• _Passage for review_
^^^^^^^^^^^^^^^^
Development of Risk Assessment Methods for Fishery Products

Introduction

This kind of analysis has been applied to financial issues for quite some time. In the food safety perspective, this method is used to weigh the benefits of consuming a certain foodstuff against the risk associated with consuming it. A good example of this kind of analysis was published in the Journal of American Medical association in 2006 (Mozaffarian and Rimm, 2006).

In this paper I will go briefly into the history of risk assessment in a food safety context, and also take a look at newer trends, namely risk-benefit analysis. When looking at risk-benefit analysis, it will be interesting to ask the question of whether regulators should take into account in their work only the risk associated with certain products, or should they also look at the benefits. Lastly, I will present some of the work the Icelandic Directorate of Fisheries has started in order to fulfil the requirements of the EU in the new hygiene package when it comes to risk assessment and risk-based inspections.

Some definitions

In order to understand the concepts of risk assessments and risk-benefit analysis, it is important to define some of the concepts used in this field.

The most important concept to define is “risk”. What is risk? Risk is a function of the probability of an adverse health effect and the severity of that effect, consequential to a hazard(s) in food (FAO, 2004). In other words: The likelihood that a hazard will affect us and the severity of its consequences if it does.
^^^^^^^^^^^^^^^^
• _Work instruction_
Reproduce the passage on risk assessment for fishery products between "Some definitions" and "in this field.", inclusive.
^^^^^^^^^^^^^^^^
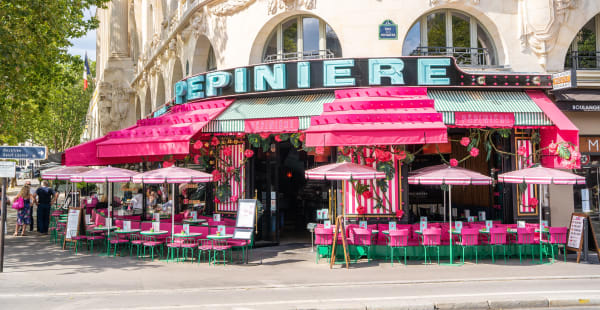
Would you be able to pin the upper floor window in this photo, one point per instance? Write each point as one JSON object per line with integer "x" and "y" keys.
{"x": 585, "y": 48}
{"x": 451, "y": 33}
{"x": 302, "y": 37}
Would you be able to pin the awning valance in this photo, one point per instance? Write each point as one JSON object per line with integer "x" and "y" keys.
{"x": 378, "y": 116}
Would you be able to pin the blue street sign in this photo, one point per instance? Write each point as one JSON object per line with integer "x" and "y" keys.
{"x": 23, "y": 152}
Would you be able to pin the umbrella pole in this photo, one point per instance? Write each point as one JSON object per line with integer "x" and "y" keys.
{"x": 450, "y": 217}
{"x": 173, "y": 210}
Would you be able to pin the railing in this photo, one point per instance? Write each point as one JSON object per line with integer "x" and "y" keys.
{"x": 465, "y": 56}
{"x": 583, "y": 60}
{"x": 320, "y": 54}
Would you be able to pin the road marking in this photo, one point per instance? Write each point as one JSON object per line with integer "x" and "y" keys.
{"x": 428, "y": 298}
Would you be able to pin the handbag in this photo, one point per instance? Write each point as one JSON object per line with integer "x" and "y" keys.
{"x": 18, "y": 204}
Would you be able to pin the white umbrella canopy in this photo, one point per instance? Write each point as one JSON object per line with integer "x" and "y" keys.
{"x": 343, "y": 171}
{"x": 448, "y": 175}
{"x": 543, "y": 176}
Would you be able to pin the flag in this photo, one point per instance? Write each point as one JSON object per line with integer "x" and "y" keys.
{"x": 86, "y": 71}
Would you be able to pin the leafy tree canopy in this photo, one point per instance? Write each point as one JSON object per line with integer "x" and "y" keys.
{"x": 34, "y": 37}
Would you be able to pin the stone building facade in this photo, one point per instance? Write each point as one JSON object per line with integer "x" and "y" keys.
{"x": 145, "y": 46}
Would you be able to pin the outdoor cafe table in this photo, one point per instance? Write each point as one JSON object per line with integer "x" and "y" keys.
{"x": 225, "y": 236}
{"x": 154, "y": 233}
{"x": 190, "y": 235}
{"x": 120, "y": 231}
{"x": 196, "y": 221}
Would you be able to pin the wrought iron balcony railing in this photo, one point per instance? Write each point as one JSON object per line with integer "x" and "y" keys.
{"x": 583, "y": 60}
{"x": 305, "y": 55}
{"x": 465, "y": 56}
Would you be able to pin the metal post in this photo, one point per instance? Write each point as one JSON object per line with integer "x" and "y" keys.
{"x": 585, "y": 240}
{"x": 2, "y": 224}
^^^^^^^^^^^^^^^^
• _Answer to this problem_
Some definitions

In order to understand the concepts of risk assessments and risk-benefit analysis, it is important to define some of the concepts used in this field.